**EXTRACT:**
§ §

First let’s break down the jargon. Virologist Dr Jameel explains, “With increasing exposure viruses become less virulent and adapt to infect at lower levels and do that periodically. Mutations are part of the process. This is called becoming endemic to a population. Endemic means present all the time.

Satyender Jain said, “Coronavirus is nearing an endemic phase in Delhi. Experts say some cases continue to occur in the endemic phase. Delhi witnessed a swine flu outbreak around 10 years ago, but still some cases are reported every year. Coronavirus is not going to end completely, we will have to learn to live with it.”

As per the US’s Centre for Disease Control and Prevention (CDC), “Endemic refers to the constant presence and/or usual prevalence of a disease or infectious agent in a population within a geographic area.” This may not be the desired level of disease - which is zero - but the expected level.

§ §

**PROMPT A:**
Reproduce the passage on coronavirus becoming endemic word for word, from "As per the US’s" up to and including "the expected level.".
**PROMPT B:**
According to the passage on coronavirus becoming endemic, what kind of outbreak did Delhi see around 10 years ago?
**PROMPT C:**
Write the next part of the passage on coronavirus becoming endemic, beginning after its final sentence.
The entries that follow come from a different source and are unrelated to the passage on coronavirus becoming endemic.

§ §

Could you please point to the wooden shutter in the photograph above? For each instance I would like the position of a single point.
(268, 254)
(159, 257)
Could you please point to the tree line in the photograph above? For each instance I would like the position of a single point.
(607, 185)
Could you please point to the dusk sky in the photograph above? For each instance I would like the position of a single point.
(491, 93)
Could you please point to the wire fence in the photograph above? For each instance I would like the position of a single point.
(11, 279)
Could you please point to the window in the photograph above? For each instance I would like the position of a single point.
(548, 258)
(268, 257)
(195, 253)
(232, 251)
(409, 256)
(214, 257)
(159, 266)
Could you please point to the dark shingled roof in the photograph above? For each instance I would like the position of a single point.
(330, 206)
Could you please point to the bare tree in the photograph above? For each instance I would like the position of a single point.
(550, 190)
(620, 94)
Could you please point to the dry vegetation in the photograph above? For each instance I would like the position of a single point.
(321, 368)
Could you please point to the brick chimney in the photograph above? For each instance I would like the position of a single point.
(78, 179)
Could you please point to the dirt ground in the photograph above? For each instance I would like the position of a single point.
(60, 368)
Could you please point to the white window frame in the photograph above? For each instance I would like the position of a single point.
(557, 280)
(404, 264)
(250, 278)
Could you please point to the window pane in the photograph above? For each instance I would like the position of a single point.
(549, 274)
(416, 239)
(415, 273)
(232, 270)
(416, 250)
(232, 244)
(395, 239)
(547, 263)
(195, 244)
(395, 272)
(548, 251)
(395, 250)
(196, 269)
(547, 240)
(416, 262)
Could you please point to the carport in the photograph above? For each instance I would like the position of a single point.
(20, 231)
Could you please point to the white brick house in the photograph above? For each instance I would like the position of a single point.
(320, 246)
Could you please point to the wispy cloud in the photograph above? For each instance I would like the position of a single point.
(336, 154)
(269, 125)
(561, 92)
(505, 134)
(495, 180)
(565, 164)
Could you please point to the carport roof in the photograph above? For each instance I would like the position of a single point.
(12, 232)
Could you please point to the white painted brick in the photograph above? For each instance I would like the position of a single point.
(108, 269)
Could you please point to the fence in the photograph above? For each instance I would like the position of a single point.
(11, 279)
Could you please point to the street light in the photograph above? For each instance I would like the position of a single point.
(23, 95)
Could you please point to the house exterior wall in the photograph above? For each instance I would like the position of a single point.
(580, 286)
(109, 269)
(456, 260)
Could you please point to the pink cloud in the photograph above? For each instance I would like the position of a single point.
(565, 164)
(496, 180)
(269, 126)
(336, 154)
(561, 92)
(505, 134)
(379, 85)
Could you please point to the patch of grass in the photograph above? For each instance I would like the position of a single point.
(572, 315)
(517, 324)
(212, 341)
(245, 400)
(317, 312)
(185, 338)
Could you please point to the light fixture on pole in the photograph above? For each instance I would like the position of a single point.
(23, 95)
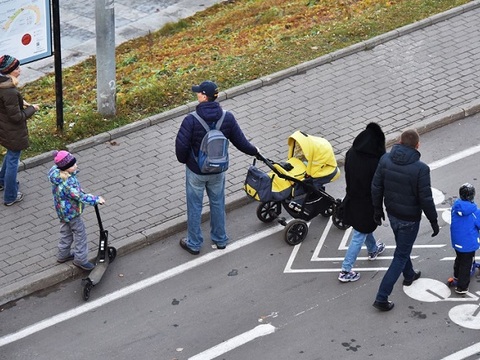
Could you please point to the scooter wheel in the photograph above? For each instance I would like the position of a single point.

§ §

**FINAL ANSWER A:**
As per the US’s Centre for Disease Control and Prevention (CDC), “Endemic refers to the constant presence and/or usual prevalence of a disease or infectious agent in a population within a geographic area.” This may not be the desired level of disease - which is zero - but the expected level.

**FINAL ANSWER B:**
A swine flu outbreak.

**FINAL ANSWER C:**
Virologist Dr Shahid Jameel further explains, “Once there is enough exposure of the population the virus will become endemic just like many other cold causing viruses like other corona viruses, adenovirus, etc.” The Indian Medical Association condemned the latest narrative developing around the Covid-19 disease in the political sphere in which leaders are attributing the fallen trajectory of positive cases to a situation of an 'endemic'.

Delhi, for over a week, has been witnessing a rise in daily new cases. The IMA noted that for the last one week the infection has shown 35 to 40% increase in the number of cases from different parts of the country and even in the national capital, the daily average has risen up from 100 to 140 patients.